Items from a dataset
--- Begin ---

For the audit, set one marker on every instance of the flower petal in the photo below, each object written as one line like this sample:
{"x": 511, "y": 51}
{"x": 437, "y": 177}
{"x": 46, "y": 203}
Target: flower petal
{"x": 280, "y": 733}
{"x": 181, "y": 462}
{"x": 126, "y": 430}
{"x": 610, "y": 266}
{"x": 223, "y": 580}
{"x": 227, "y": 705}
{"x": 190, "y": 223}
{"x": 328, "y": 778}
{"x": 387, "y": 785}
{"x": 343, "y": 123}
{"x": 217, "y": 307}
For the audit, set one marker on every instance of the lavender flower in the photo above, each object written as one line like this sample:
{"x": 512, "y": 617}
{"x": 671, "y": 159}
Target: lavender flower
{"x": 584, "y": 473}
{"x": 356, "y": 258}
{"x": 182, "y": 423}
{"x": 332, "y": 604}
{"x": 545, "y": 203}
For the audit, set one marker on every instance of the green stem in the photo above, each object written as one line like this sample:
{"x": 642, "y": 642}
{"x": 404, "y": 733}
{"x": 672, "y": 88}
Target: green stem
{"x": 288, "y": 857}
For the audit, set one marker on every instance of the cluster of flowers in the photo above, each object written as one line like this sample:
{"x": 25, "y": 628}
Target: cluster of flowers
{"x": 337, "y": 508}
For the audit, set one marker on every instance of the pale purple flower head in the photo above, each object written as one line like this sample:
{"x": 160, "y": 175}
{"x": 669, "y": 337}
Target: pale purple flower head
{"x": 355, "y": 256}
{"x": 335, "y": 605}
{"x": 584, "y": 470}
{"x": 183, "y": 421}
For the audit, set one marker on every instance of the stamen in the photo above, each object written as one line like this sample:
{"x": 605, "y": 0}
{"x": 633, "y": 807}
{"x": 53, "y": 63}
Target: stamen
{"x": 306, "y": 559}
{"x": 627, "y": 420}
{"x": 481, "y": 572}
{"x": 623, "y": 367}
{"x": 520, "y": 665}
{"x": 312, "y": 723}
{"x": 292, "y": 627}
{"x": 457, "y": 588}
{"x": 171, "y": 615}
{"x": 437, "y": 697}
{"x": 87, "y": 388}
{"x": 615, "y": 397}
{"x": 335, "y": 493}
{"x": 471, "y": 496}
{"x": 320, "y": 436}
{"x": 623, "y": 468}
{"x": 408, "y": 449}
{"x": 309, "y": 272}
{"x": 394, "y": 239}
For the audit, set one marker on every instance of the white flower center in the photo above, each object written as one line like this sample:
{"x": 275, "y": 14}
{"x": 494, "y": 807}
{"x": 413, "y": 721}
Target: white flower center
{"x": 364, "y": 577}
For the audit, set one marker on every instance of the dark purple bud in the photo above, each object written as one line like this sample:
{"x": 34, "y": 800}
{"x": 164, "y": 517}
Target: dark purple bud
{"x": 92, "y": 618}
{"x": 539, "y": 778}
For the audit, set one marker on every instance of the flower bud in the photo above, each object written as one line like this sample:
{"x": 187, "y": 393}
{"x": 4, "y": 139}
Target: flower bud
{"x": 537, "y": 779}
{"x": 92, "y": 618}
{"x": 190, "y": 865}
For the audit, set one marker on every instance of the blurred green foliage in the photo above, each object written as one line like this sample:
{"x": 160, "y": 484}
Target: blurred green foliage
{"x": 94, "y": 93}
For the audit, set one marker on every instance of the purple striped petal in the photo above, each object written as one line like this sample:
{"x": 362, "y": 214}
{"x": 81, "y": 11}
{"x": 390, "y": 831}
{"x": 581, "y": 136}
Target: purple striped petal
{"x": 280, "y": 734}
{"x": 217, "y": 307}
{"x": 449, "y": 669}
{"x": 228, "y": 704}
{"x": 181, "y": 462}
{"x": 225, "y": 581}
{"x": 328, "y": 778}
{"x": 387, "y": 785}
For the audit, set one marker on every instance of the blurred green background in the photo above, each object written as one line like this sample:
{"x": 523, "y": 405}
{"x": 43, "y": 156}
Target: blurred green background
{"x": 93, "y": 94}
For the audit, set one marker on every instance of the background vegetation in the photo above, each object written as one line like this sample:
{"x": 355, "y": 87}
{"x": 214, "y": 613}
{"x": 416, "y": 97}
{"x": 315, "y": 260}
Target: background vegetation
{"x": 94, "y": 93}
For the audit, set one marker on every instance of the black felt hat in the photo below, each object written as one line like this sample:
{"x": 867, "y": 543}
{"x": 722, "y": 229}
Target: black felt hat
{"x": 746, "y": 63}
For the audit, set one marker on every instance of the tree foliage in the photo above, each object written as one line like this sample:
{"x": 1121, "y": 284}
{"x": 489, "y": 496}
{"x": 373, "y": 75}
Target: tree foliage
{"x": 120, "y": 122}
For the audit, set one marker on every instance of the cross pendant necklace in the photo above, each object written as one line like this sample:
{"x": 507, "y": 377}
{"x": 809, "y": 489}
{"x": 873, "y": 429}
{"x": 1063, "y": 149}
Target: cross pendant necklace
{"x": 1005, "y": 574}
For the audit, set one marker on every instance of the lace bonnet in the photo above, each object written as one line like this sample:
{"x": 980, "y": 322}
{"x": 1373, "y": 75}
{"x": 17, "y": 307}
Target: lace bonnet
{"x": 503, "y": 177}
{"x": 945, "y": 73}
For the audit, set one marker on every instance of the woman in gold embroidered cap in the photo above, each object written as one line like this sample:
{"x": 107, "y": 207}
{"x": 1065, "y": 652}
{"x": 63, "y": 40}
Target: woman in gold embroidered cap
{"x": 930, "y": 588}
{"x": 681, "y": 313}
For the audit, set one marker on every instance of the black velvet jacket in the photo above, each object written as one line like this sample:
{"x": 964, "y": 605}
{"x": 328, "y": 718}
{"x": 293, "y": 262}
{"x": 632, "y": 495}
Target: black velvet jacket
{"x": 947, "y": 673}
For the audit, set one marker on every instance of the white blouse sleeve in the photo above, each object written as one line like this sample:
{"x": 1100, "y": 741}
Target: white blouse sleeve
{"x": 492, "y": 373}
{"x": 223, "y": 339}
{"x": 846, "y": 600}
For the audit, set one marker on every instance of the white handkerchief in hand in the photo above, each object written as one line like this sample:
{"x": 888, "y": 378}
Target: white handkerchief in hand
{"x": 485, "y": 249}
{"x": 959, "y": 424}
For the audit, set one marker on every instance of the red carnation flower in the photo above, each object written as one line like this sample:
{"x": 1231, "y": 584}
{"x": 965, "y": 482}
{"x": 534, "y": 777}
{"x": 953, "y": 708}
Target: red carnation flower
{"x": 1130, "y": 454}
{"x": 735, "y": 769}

--- End ---

# Given exercise
Please copy word for word the lines of the data that begin at the line containing "the red carnation" and run to the end of the data.

# Task answer
For the audit, set one marker on every instance of the red carnation flower in the photo above, each object written as one line like this sample:
{"x": 1231, "y": 584}
{"x": 965, "y": 482}
{"x": 534, "y": 777}
{"x": 953, "y": 708}
Target: red carnation flower
{"x": 1130, "y": 454}
{"x": 735, "y": 769}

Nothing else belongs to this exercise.